[Referring expression pointing data]
====================
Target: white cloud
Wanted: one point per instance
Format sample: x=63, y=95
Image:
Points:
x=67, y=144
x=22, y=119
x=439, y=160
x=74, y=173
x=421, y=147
====================
## Description of the task
Only the lines from the one containing "Wanted: one point per instance" through the last line of the records above are to be reproduced, exactly and with both ends included.

## The answer
Wanted: one point per instance
Format sample: x=63, y=95
Image:
Points:
x=67, y=144
x=22, y=119
x=439, y=160
x=74, y=173
x=421, y=147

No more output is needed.